▸ Written task:
Each entry needs to be restated exactly as written.

— Begin —

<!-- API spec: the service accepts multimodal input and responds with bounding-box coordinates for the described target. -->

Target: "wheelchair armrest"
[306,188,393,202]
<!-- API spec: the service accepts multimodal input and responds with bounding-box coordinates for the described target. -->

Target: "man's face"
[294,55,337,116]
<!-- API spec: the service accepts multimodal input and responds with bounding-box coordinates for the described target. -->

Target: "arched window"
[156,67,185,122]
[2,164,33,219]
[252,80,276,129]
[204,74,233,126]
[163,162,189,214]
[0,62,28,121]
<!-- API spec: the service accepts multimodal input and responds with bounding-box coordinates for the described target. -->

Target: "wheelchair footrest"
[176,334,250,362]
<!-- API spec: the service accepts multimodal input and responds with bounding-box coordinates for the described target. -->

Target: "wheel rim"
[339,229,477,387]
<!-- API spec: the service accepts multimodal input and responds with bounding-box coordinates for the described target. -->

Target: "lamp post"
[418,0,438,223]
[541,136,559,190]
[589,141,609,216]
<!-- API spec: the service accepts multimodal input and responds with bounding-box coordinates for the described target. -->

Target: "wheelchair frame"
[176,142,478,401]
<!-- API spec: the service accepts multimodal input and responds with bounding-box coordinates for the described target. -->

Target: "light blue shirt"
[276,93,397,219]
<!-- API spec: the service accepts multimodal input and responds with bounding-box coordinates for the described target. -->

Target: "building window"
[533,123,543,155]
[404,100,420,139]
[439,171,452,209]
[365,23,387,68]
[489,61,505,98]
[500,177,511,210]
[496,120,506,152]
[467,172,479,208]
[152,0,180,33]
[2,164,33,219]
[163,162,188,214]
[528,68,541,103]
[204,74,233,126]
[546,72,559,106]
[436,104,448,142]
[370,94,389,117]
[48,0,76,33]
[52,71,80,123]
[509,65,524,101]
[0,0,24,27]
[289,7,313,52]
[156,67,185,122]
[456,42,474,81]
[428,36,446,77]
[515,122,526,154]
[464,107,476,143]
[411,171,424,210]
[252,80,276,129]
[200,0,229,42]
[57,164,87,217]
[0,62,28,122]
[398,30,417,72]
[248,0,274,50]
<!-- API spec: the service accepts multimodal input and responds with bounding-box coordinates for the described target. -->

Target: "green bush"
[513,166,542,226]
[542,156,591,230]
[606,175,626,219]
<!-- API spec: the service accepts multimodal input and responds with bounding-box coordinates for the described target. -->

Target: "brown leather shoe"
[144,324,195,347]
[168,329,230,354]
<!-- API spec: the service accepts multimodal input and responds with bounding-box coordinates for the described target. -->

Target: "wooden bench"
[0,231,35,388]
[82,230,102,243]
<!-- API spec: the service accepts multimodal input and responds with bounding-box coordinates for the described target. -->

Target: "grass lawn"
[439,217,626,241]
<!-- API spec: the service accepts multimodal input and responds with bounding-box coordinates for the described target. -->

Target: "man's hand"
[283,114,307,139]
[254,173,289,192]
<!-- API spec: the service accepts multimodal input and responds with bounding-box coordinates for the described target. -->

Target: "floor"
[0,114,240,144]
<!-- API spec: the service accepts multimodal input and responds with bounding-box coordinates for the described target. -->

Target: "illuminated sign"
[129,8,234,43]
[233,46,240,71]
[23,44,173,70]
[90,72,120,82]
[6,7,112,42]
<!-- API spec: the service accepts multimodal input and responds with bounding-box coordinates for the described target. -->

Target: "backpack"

— End —

▸ Problem solution:
<!-- API spec: the service accepts multimodal input and responds with bounding-box coordinates for the described target. -->

Target: "wheelchair armrest"
[306,188,393,202]
<!-- API spec: the service accepts multimodal input and responds with bounding-box coordinates for the described target. -->

Target: "man's face"
[294,55,337,116]
<!-- API spec: the service accepts multimodal input and responds with bounding-box coordinates for the described target. -->

Target: "arched window"
[156,67,185,122]
[2,164,33,219]
[252,80,276,129]
[204,74,233,126]
[163,162,189,214]
[0,62,28,121]
<!-- API spec: the service accepts multimodal input and responds with bounding-box coordinates for the described target. -->

Target: "wheelchair footrest"
[176,334,250,362]
<!-- API spec: the service accepts multimodal input and responds with bounding-box coordinates for the described target. -->

Target: "wheel rim"
[339,229,477,387]
<!-- API spec: the service accepts multimodal input and responds with bounding-box coordinates for the described target. -->

Target: "lamp post"
[418,0,438,223]
[541,136,559,190]
[589,141,609,216]
<!-- API spec: the service accepts multimodal input and responds with bounding-box coordinates for the described target. -->

Target: "wheelchair frame"
[176,142,478,401]
<!-- API spec: the service accepts multimodal input and responds with bounding-box coordinates for the described target. -->

Target: "light blue shirt"
[276,93,397,219]
<!-- API spec: the service accepts multimodal input and responds with bounding-box coordinates for the described target. -->

Target: "building window"
[533,123,543,155]
[404,100,420,139]
[439,171,452,209]
[365,23,387,68]
[489,61,505,98]
[500,177,511,210]
[496,120,506,152]
[467,172,479,208]
[152,0,180,33]
[2,164,33,219]
[163,162,188,214]
[528,68,541,103]
[204,74,233,126]
[546,72,559,106]
[436,104,448,142]
[370,94,389,117]
[48,0,76,33]
[52,71,80,123]
[509,65,524,101]
[0,0,24,27]
[289,7,313,52]
[156,67,185,122]
[456,42,474,81]
[428,36,446,77]
[515,122,526,154]
[464,107,476,143]
[411,171,424,210]
[252,80,276,129]
[200,0,229,42]
[57,164,87,217]
[0,62,28,122]
[398,30,417,72]
[248,0,274,50]
<!-- API spec: the service accepts multimodal input and responds with bounding-box coordinates for the described target. -->

Target: "green bush"
[513,166,542,226]
[542,156,591,230]
[606,175,626,219]
<!-- API spec: the service accepts multimodal input and responds with bounding-box coordinates for the described target. -->

Target: "brown leather shoe"
[144,324,195,347]
[168,329,230,354]
<!-- API spec: the service accepts multimodal input and responds with bounding-box coordinates for the described target. -->

Target: "wooden bench"
[0,231,35,388]
[82,230,102,243]
<!-- API spec: the service accepts multimodal input and responds with bounding-box coordinates for the described target. -->

Target: "grass lawn"
[439,217,626,241]
<!-- API spec: the service accepts multimodal input and responds with bounding-box coordinates for the described target. -->

Target: "man's hand"
[283,114,307,139]
[254,173,289,192]
<!-- API spec: the service accepts multimodal input and responds with bounding-box coordinates for the described target. -->

Target: "floor"
[0,114,240,144]
<!-- API spec: the service accepts multimodal input and responds with bounding-box coordinates for the described target. -->

Target: "illuminated sign"
[129,8,234,43]
[233,46,240,71]
[23,44,173,70]
[90,72,120,82]
[6,7,112,42]
<!-- API spec: the service accepts multimodal input and responds with bounding-box coordinates for the described target. -->

Target: "backpack"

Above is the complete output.